**Action item**
Reproduce all the records word for word. Omit images.
····················
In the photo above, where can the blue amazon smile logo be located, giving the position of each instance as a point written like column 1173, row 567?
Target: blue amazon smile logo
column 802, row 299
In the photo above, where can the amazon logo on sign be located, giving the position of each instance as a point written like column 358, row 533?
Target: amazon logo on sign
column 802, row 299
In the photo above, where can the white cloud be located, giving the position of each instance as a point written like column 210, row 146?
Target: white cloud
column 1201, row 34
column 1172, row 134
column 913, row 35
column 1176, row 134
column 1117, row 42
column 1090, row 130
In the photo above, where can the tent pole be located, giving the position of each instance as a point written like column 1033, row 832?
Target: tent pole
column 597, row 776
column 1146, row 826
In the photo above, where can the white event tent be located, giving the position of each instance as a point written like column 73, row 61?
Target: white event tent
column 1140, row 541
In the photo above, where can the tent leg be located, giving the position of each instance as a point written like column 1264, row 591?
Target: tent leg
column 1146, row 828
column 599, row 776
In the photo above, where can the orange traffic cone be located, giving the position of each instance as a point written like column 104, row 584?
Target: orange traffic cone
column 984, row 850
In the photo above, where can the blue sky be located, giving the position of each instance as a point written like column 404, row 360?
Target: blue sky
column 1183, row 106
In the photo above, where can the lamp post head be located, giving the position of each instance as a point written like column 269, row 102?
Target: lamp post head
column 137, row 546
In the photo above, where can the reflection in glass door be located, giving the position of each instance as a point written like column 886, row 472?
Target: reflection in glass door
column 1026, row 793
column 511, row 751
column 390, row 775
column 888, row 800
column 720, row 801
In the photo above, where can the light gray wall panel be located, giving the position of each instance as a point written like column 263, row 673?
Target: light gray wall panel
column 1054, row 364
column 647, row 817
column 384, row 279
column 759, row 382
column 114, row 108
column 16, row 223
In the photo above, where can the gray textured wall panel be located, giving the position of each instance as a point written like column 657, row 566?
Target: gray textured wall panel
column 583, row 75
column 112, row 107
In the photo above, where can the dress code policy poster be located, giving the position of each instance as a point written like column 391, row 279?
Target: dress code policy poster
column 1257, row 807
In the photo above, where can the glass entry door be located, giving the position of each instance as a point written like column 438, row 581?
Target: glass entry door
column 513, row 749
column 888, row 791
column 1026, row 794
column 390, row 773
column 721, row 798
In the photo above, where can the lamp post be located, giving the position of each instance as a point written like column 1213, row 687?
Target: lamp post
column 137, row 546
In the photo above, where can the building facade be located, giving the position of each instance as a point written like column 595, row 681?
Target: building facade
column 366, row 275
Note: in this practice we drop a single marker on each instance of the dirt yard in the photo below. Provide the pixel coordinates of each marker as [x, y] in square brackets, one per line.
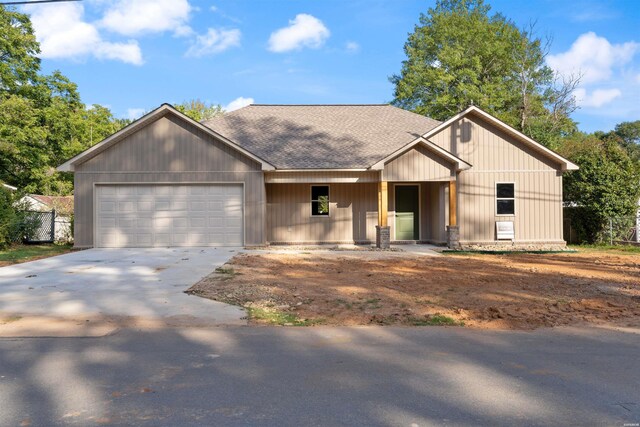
[515, 291]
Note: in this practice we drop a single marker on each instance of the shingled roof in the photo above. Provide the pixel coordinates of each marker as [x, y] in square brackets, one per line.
[321, 136]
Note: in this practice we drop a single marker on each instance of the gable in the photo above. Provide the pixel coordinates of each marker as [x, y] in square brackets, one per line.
[490, 147]
[418, 164]
[168, 144]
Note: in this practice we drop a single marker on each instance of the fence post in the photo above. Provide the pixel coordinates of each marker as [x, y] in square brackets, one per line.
[53, 225]
[611, 231]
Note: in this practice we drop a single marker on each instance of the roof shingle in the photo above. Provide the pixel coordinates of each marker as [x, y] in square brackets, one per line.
[321, 136]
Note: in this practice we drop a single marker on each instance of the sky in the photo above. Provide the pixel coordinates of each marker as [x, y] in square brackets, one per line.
····················
**Written reply**
In the photo above, where can the blue amazon smile logo be located, giving the position of each instance as a point written like column 1173, row 567?
Target: blue amazon smile logo
column 802, row 299
In the photo above, where can the amazon logo on sign be located, giving the position of each instance as a point written like column 358, row 533?
Target: amazon logo on sign
column 802, row 299
In the photo above, where can the white cloud be located, giving the position of each instance as a point written like column 210, row 146?
Target: white cloud
column 1201, row 34
column 1172, row 134
column 913, row 35
column 1176, row 134
column 1117, row 42
column 1090, row 130
In the photo above, where can the tent pole be located, giving the position of each instance as a point written like column 1033, row 832?
Target: tent pole
column 597, row 776
column 1146, row 826
In the photo above, where can the white event tent be located, giving the position of each instance as a point written like column 73, row 61?
Target: white event tent
column 1140, row 541
In the photo above, where can the tent leg be located, giving the position of each instance as a point written like column 1264, row 591?
Target: tent leg
column 1146, row 828
column 599, row 776
In the photo above, where can the orange traffic cone be located, giving the position of each instance as a point written like column 104, row 584?
Target: orange traffic cone
column 984, row 850
In the photo above, where can the blue sky be located, giving the position of each instance as a point written like column 404, row 360?
Target: blue sky
column 1183, row 106
In the photo above, where can the lamp post head be located, giving the position of each instance as a point written like column 269, row 102?
Target: lamp post head
column 137, row 546
In the photo above, where can the reflection in glass door be located, giving the position of each instance as a point written like column 886, row 472?
Target: reflection in glass door
column 1026, row 793
column 511, row 751
column 390, row 775
column 888, row 800
column 720, row 801
In the photo above, where can the light gray wall panel be located, giving the position of each instance as a point written like column 263, row 673?
Target: light gray wall panel
column 1054, row 364
column 647, row 817
column 384, row 279
column 759, row 382
column 114, row 108
column 16, row 223
In the photo above, where can the gray textured wall panel be located, giving the position of each instance as a point written like column 657, row 566?
Target: gray textured wall panel
column 583, row 75
column 112, row 107
In the photo above, where can the dress code policy poster be located, giving the position of each instance as a point written like column 391, row 279?
Target: dress code policy poster
column 1257, row 807
In the photo above, where can the glass entry door be located, giving the position of each instance as a point written like column 438, row 581?
Target: glass entry door
column 513, row 749
column 888, row 791
column 1026, row 794
column 390, row 773
column 721, row 798
In the photo above, where can the lamp post be located, giving the position of each instance as a point written like column 1213, row 687?
Target: lamp post
column 137, row 546
In the photo above, where can the building facade be located, giving the position of each instance as a point written like column 595, row 681?
Target: building facade
column 366, row 275
Note: in this practice we drop a single marker on each instance of the dirt yard in the photo below. Provide the pixel coordinates of each marker as [x, y] in square brackets, one per line.
[515, 291]
Note: in this practice we drop a single marker on each instance of the shingled roof in the photo above. Provide the pixel coordinates of each marker as [x, y] in square brackets, one per line.
[321, 136]
Note: in this practice we drop a single marker on each instance of the gable in the photo above. Provide the pixel coordinates of each marker as [x, y] in square brackets, one per line.
[490, 147]
[418, 164]
[168, 144]
Note: in this practice we drop a single marker on each instance of the fence post in the photo above. Provide the pixel coordinates of each marker as [x, y] in square brackets, one per line.
[53, 225]
[611, 231]
Note: in this practice we drop a single marker on each instance of the roof shingle in the photo above. Provide the pixel coordinates of each marker as [x, y] in square brackets, one per line.
[321, 136]
Note: in this practice we drop a single marker on each instance of the sky in the photo above. Provide the pixel coordinates of each marker as [x, y] in square brackets, one per line.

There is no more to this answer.